§ Task
Without altering anything, output the material below.

Excerpts of annotation records
---

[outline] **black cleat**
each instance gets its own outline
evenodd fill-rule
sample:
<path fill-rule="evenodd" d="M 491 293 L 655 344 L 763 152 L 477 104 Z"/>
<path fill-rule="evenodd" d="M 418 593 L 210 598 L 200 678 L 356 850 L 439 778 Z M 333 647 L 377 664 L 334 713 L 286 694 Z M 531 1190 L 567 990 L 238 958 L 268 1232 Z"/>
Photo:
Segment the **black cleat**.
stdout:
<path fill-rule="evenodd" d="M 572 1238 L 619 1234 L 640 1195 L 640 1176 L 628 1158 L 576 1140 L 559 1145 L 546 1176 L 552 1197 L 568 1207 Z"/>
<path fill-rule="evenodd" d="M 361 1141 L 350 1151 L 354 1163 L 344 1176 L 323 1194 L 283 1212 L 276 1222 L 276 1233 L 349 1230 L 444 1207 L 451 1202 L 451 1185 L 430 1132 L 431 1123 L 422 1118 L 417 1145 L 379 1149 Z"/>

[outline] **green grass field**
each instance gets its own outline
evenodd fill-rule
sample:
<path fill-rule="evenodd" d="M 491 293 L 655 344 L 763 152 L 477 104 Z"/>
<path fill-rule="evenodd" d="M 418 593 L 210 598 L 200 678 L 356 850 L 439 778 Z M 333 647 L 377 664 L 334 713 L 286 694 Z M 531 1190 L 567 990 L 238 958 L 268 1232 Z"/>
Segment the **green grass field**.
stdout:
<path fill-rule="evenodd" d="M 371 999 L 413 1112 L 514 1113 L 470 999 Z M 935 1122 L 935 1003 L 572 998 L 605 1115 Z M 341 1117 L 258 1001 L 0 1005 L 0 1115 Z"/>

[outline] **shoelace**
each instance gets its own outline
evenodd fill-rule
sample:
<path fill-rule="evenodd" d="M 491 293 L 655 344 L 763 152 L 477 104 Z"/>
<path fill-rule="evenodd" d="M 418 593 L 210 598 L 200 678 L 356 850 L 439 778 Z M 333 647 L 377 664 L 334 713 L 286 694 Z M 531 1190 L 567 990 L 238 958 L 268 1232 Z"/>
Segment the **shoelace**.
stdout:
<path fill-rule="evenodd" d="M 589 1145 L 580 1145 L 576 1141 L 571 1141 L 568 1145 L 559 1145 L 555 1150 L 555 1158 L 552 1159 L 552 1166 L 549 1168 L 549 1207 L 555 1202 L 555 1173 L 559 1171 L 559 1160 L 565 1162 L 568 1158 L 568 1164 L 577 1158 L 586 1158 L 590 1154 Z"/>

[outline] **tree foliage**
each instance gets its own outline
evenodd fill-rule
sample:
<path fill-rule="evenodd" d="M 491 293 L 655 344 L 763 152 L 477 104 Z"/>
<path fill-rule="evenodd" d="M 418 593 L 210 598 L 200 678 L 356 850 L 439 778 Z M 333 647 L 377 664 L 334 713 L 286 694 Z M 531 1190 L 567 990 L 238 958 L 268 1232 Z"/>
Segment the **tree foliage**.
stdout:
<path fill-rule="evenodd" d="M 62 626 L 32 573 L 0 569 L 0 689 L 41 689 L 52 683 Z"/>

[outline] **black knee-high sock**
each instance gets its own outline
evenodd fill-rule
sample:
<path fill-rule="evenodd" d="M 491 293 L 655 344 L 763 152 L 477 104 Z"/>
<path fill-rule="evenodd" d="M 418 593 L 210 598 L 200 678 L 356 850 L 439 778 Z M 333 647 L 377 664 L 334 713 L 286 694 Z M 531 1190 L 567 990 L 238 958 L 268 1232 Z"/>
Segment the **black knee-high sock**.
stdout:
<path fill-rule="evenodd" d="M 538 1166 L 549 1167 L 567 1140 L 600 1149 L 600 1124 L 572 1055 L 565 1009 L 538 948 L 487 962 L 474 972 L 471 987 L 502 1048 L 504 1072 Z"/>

---

§ Answer to the exercise
[outline] **black cleat**
each instance gets its own outline
evenodd fill-rule
sample:
<path fill-rule="evenodd" d="M 491 293 L 655 344 L 763 152 L 477 104 Z"/>
<path fill-rule="evenodd" d="M 418 593 L 210 598 L 200 678 L 356 850 L 439 778 Z M 333 647 L 377 664 L 334 713 L 286 694 Z M 531 1190 L 567 990 L 238 958 L 268 1232 Z"/>
Photo:
Segment the **black cleat**.
stdout:
<path fill-rule="evenodd" d="M 572 1238 L 619 1234 L 640 1195 L 640 1176 L 628 1158 L 576 1140 L 559 1145 L 546 1176 L 552 1197 L 568 1207 Z"/>
<path fill-rule="evenodd" d="M 361 1141 L 350 1151 L 354 1163 L 344 1176 L 323 1194 L 283 1212 L 276 1222 L 276 1233 L 349 1230 L 444 1207 L 451 1202 L 451 1185 L 430 1132 L 431 1123 L 422 1118 L 417 1145 L 379 1149 Z"/>

[outline] **green grass field**
each instance gets its own outline
evenodd fill-rule
sample:
<path fill-rule="evenodd" d="M 491 293 L 655 344 L 763 152 L 477 104 Z"/>
<path fill-rule="evenodd" d="M 418 593 L 210 598 L 200 678 L 356 850 L 439 778 Z M 333 647 L 377 664 L 334 713 L 286 694 Z M 531 1190 L 567 990 L 238 958 L 268 1232 Z"/>
Segment the **green grass field**.
stdout:
<path fill-rule="evenodd" d="M 371 999 L 413 1112 L 514 1113 L 470 999 Z M 935 1122 L 935 1003 L 572 998 L 605 1115 Z M 341 1117 L 258 1001 L 0 1005 L 0 1115 Z"/>

[outline] **shoelace**
each instance gets its own outline
evenodd fill-rule
sample:
<path fill-rule="evenodd" d="M 491 293 L 655 344 L 763 152 L 477 104 Z"/>
<path fill-rule="evenodd" d="M 418 593 L 210 598 L 200 678 L 356 850 L 439 778 Z M 333 647 L 377 664 L 334 713 L 286 694 Z M 531 1190 L 567 990 L 238 958 L 268 1232 Z"/>
Segment the **shoelace**.
stdout:
<path fill-rule="evenodd" d="M 589 1145 L 580 1145 L 576 1141 L 571 1141 L 568 1145 L 559 1145 L 555 1150 L 555 1158 L 552 1159 L 552 1166 L 549 1168 L 549 1207 L 555 1202 L 555 1173 L 559 1171 L 559 1160 L 565 1162 L 568 1158 L 568 1164 L 577 1158 L 586 1158 L 590 1154 Z"/>

[outline] **tree foliage**
each instance gets its own outline
evenodd fill-rule
sample:
<path fill-rule="evenodd" d="M 491 293 L 655 344 L 763 152 L 477 104 Z"/>
<path fill-rule="evenodd" d="M 418 593 L 210 598 L 200 678 L 356 850 L 439 778 Z M 333 647 L 377 664 L 334 713 L 286 694 Z M 531 1190 L 567 990 L 238 958 L 268 1232 Z"/>
Segment the **tree foliage**.
stdout:
<path fill-rule="evenodd" d="M 62 626 L 32 573 L 0 569 L 0 689 L 41 689 L 52 683 Z"/>

[outline] **black knee-high sock**
each instance gets its own outline
evenodd fill-rule
sample:
<path fill-rule="evenodd" d="M 491 293 L 655 344 L 763 152 L 477 104 Z"/>
<path fill-rule="evenodd" d="M 418 593 L 210 598 L 200 678 L 356 850 L 439 778 Z M 333 647 L 377 664 L 334 713 L 286 694 Z M 531 1190 L 567 990 L 238 958 L 268 1232 Z"/>
Segment the **black knee-high sock**.
stdout:
<path fill-rule="evenodd" d="M 538 1166 L 549 1167 L 567 1140 L 600 1149 L 600 1124 L 572 1055 L 565 1009 L 538 948 L 487 962 L 474 972 L 471 987 L 502 1048 L 504 1072 Z"/>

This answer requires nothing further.